[Rows]:
-=-=-=-=-

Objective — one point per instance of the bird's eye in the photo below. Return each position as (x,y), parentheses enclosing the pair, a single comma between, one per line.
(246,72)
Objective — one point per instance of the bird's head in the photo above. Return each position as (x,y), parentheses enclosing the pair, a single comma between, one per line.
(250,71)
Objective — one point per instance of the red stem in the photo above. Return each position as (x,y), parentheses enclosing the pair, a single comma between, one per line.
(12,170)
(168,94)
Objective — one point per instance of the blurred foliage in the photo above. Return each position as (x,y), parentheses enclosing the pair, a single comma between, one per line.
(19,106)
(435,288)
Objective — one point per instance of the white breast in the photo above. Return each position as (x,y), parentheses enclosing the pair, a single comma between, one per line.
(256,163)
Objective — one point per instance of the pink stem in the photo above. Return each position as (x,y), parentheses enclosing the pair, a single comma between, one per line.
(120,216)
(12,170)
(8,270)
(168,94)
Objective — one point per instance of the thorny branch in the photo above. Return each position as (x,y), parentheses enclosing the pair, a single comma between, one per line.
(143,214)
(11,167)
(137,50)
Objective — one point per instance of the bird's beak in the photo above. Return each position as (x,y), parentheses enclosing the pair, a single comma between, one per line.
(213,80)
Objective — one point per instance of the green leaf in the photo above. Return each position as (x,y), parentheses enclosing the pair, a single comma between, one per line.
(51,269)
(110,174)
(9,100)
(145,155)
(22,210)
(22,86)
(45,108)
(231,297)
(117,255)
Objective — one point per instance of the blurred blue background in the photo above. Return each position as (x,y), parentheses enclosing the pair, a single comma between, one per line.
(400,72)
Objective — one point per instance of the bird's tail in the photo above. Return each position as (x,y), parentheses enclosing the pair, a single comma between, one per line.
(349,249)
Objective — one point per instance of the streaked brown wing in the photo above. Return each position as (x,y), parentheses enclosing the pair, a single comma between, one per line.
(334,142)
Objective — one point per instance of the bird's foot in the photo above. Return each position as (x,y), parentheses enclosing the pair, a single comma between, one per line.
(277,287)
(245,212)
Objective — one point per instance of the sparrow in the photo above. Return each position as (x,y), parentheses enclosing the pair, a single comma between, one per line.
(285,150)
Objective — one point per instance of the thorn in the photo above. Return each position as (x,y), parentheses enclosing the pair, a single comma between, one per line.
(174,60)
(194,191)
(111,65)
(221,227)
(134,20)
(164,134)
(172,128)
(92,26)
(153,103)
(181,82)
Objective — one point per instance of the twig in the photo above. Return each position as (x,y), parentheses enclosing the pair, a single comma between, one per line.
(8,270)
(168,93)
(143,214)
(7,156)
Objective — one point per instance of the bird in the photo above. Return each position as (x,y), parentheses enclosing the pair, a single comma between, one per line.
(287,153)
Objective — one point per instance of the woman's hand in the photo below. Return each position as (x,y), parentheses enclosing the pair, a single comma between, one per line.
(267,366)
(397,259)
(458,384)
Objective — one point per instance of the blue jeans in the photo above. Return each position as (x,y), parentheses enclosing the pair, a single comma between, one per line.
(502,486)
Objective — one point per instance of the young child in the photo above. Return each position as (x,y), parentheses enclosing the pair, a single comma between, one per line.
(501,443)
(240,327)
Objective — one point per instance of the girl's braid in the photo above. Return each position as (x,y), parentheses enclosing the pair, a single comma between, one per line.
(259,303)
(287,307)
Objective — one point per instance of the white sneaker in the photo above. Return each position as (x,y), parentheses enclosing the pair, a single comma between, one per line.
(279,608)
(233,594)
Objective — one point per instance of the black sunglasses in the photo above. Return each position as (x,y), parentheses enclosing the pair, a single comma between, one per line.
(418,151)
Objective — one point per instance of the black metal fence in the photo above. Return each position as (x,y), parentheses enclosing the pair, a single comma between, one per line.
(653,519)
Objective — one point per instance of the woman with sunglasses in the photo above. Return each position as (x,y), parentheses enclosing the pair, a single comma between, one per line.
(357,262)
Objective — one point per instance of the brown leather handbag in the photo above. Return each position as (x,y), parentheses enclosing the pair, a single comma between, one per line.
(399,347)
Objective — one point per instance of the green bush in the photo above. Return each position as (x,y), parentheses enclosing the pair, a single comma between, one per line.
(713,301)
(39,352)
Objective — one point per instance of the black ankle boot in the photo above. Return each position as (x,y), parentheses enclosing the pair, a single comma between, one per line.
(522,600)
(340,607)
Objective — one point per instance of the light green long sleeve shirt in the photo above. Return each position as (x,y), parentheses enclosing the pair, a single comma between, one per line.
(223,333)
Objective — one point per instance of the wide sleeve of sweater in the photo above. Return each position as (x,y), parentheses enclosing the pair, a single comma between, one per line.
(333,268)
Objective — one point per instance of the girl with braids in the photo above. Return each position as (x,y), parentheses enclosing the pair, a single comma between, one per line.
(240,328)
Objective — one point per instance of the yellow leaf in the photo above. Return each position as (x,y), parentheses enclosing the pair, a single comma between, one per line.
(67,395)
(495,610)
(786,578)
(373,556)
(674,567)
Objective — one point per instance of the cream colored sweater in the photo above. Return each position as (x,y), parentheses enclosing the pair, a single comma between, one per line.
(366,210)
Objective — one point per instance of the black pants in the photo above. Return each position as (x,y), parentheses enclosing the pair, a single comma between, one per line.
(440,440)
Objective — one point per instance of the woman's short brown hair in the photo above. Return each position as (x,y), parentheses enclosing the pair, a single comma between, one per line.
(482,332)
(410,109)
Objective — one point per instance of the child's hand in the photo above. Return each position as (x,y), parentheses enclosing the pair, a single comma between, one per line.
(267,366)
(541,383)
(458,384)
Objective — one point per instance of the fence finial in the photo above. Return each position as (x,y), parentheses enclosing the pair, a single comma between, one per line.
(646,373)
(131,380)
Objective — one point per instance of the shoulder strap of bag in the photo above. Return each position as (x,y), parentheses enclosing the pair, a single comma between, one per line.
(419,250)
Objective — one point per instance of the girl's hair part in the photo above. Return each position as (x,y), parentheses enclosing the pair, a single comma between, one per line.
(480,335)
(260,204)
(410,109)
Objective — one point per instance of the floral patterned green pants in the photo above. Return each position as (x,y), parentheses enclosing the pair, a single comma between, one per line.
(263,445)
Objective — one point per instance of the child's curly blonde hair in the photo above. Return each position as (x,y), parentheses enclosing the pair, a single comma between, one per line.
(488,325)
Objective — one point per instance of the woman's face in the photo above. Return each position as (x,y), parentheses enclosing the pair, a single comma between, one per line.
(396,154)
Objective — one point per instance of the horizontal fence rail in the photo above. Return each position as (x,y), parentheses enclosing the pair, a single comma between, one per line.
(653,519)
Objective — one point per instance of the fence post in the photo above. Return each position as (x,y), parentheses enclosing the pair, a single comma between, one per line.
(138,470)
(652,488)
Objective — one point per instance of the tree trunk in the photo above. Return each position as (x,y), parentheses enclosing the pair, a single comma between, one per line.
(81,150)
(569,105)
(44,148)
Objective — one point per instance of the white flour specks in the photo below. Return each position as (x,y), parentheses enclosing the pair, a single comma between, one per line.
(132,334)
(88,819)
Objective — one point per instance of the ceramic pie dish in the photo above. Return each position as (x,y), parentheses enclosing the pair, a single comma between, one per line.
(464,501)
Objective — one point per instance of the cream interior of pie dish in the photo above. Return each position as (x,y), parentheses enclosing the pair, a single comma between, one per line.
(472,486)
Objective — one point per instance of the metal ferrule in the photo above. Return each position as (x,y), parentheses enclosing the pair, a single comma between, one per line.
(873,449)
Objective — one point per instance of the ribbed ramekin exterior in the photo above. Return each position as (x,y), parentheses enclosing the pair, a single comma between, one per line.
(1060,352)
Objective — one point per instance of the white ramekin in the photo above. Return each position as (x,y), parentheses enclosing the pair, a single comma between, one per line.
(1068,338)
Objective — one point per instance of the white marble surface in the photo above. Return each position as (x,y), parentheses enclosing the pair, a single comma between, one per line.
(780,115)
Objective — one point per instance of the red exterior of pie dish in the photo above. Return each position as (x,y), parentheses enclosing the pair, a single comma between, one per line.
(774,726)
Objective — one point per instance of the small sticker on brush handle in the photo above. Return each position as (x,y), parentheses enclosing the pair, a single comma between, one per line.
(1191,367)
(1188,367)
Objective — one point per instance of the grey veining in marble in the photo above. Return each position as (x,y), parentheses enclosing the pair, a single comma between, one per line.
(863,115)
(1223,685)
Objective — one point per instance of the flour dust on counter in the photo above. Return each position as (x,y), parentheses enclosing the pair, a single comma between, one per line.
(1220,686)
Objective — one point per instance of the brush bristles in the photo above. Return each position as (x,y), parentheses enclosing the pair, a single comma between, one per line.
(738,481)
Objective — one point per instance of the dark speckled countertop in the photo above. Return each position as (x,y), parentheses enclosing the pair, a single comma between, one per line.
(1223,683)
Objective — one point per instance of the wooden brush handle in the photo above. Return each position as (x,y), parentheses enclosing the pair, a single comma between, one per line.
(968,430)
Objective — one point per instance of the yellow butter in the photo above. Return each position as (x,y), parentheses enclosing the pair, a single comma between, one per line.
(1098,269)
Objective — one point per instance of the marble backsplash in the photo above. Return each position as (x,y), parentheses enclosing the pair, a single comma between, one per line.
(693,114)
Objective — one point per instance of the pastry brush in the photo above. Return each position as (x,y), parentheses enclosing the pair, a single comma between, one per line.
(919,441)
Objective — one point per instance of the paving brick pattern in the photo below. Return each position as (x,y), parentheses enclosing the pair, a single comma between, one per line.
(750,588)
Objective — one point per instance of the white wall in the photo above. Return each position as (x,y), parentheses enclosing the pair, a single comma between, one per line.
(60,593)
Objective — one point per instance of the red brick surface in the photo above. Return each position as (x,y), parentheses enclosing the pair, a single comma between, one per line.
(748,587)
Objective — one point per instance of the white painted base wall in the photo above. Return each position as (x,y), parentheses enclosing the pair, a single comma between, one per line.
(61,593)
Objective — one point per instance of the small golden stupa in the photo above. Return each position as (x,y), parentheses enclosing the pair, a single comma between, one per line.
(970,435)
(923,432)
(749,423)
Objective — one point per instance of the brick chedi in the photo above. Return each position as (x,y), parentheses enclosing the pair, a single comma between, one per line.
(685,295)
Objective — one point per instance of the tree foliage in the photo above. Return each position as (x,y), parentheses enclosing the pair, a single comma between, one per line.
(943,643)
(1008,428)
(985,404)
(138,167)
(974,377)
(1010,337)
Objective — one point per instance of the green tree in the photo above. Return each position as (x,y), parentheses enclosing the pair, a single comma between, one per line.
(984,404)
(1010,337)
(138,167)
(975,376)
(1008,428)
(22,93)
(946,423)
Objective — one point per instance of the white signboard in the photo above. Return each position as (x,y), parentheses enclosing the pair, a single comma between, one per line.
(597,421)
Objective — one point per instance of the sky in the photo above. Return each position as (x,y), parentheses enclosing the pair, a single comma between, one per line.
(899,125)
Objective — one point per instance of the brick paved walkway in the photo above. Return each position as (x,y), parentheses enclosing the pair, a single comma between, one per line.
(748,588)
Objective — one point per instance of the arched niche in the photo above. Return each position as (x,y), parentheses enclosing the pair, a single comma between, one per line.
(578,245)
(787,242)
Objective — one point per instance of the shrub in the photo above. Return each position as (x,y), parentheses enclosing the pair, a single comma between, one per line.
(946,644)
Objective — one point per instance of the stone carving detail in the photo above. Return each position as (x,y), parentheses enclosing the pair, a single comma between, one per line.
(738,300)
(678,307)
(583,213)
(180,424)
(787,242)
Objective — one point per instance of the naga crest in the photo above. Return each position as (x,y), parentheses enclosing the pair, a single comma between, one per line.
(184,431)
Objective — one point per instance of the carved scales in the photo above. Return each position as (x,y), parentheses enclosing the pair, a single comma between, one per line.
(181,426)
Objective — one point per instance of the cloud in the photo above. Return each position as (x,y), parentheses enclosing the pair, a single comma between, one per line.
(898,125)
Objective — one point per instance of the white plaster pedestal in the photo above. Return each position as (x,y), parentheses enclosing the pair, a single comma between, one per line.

-=-=-=-=-

[Task to carry out]: Repeat exactly, and only, the lines of the records above, starting with the line that contains "Objective — one point per instance of the carved" and ending with the final line, both included.

[Exercise answer]:
Objective — one point per instance of the carved scales in the photo above. Return each position as (x,y), parentheses enclosing the pair, a single comma between, one per line.
(181,426)
Objective — one point per instance of the cloud in the photo above. Return each position as (x,y), parentheses enclosing the pair, a single comma between, one per line.
(898,125)
Objective — one point per instance of the white plaster pedestal in the photo above. Return each position as (x,y), parentheses enclosing the pair, a single comma between, one per line.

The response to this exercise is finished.